*** Opening Reading text ***
When switching to a different medication, adding another medication, or increasing a medication dose, it is very important to follow the instructions set forth by your doctor.
Though it is unlikely, if medication dosages are too high, or if the wrong medication combinations are taken together, there is the possibility of experiencing a serious reaction known as serotonin syndrome.
Serotonin syndrome, which is also referred to as serotonin toxicity, is a potentially life-threatening condition caused by excessive serotonin activity. More often than not, it occurs as a result of medication dosage, inadvertent interactions between medications, or intentional self-poisoning.
Though serotonin syndrome can cause potentially life-threatening signs and symptoms including high fever, confusion, and seizures it can also cause much milder symptoms.
In general, the signs and symptoms of serotonin syndrome involve abnormal vital signs (including fast heart rate and fever), increased muscle tone (ranging from abnormal muscle movements to severe tremors and muscle rigidity), and mental status changes (including confusion, agitation, and seizures).
*** Closing Reading text ***
■ **Study questions**:
1. Translate this sentence from the serotonin syndrome text into Spanish: "Though serotonin syndrome can cause potentially life-threatening signs and symptoms including high fever, confusion, and seizures it can also cause much milder symptoms."
2. Turn the paragraph of the serotonin syndrome text beginning "In general, the signs and symptoms" into a short list that keeps its main facts.
*** Opening Recorded data ***
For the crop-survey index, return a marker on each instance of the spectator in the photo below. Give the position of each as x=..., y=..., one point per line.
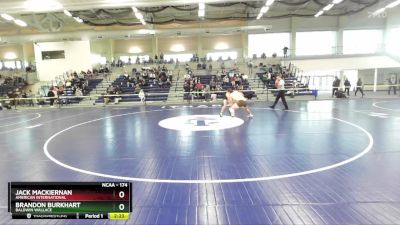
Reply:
x=335, y=86
x=392, y=84
x=285, y=49
x=359, y=87
x=347, y=86
x=52, y=96
x=142, y=96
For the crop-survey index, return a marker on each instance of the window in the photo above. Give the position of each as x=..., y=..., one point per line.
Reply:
x=222, y=55
x=18, y=64
x=392, y=41
x=98, y=59
x=315, y=43
x=268, y=44
x=180, y=57
x=362, y=41
x=46, y=55
x=9, y=64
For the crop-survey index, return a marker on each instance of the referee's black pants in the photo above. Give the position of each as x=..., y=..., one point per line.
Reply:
x=281, y=94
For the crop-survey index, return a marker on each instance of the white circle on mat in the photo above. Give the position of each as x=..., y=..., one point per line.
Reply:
x=200, y=123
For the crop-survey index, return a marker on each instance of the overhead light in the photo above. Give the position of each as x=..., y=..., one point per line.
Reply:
x=202, y=9
x=319, y=13
x=328, y=7
x=393, y=4
x=135, y=50
x=177, y=48
x=42, y=5
x=202, y=6
x=79, y=20
x=66, y=12
x=10, y=55
x=20, y=23
x=221, y=46
x=7, y=17
x=146, y=31
x=269, y=2
x=201, y=13
x=139, y=16
x=379, y=11
x=264, y=9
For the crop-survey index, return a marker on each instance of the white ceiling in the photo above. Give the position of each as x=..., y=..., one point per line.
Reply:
x=115, y=17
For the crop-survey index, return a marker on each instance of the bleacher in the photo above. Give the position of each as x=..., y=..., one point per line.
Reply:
x=152, y=92
x=294, y=85
x=206, y=79
x=10, y=87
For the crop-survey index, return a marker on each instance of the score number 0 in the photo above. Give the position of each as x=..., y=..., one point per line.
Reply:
x=121, y=195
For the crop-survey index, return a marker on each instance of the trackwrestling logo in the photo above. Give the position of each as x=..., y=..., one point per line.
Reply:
x=200, y=123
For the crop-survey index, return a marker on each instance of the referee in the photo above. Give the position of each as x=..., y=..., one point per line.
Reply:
x=280, y=86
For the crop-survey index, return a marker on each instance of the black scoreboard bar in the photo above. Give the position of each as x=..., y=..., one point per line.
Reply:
x=70, y=200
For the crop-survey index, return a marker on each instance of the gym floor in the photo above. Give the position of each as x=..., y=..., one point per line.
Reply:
x=321, y=162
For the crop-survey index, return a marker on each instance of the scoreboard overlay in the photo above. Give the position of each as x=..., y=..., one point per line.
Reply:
x=70, y=200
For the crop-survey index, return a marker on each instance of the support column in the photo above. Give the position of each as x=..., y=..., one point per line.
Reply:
x=200, y=51
x=292, y=38
x=154, y=45
x=339, y=37
x=339, y=42
x=375, y=79
x=110, y=55
x=245, y=46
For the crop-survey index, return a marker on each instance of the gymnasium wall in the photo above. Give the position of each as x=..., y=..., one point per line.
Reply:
x=346, y=63
x=77, y=57
x=16, y=49
x=125, y=47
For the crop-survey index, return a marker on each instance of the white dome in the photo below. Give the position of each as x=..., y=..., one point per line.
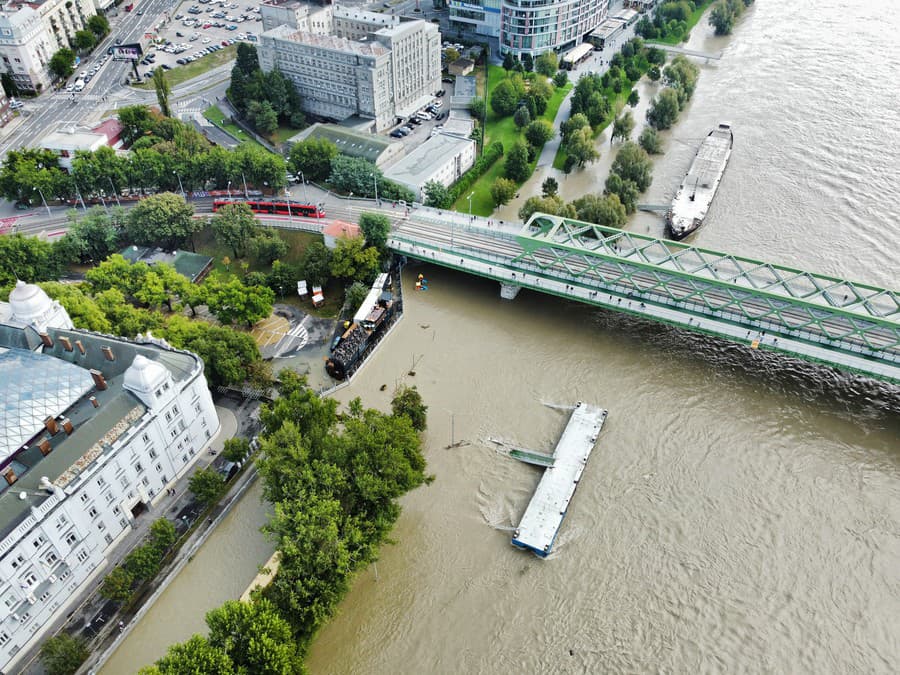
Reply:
x=144, y=376
x=28, y=303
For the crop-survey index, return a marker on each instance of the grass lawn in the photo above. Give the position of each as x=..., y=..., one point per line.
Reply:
x=204, y=64
x=502, y=129
x=297, y=241
x=692, y=21
x=217, y=117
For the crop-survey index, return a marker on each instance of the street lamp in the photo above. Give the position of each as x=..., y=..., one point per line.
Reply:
*** Closing Recorded data ***
■ **Solutions to the exercise**:
1. Aunque el síndrome serotoninérgico puede causar signos y síntomas potencialmente mortales, como fiebre alta, confusión y convulsiones, también puede causar síntomas mucho más leves.

2.
Signs and symptoms of serotonin syndrome:
- Abnormal vital signs: fast heart rate, fever
- Increased muscle tone: from abnormal muscle movements to severe tremors and muscle rigidity
- Mental status changes: confusion, agitation, seizures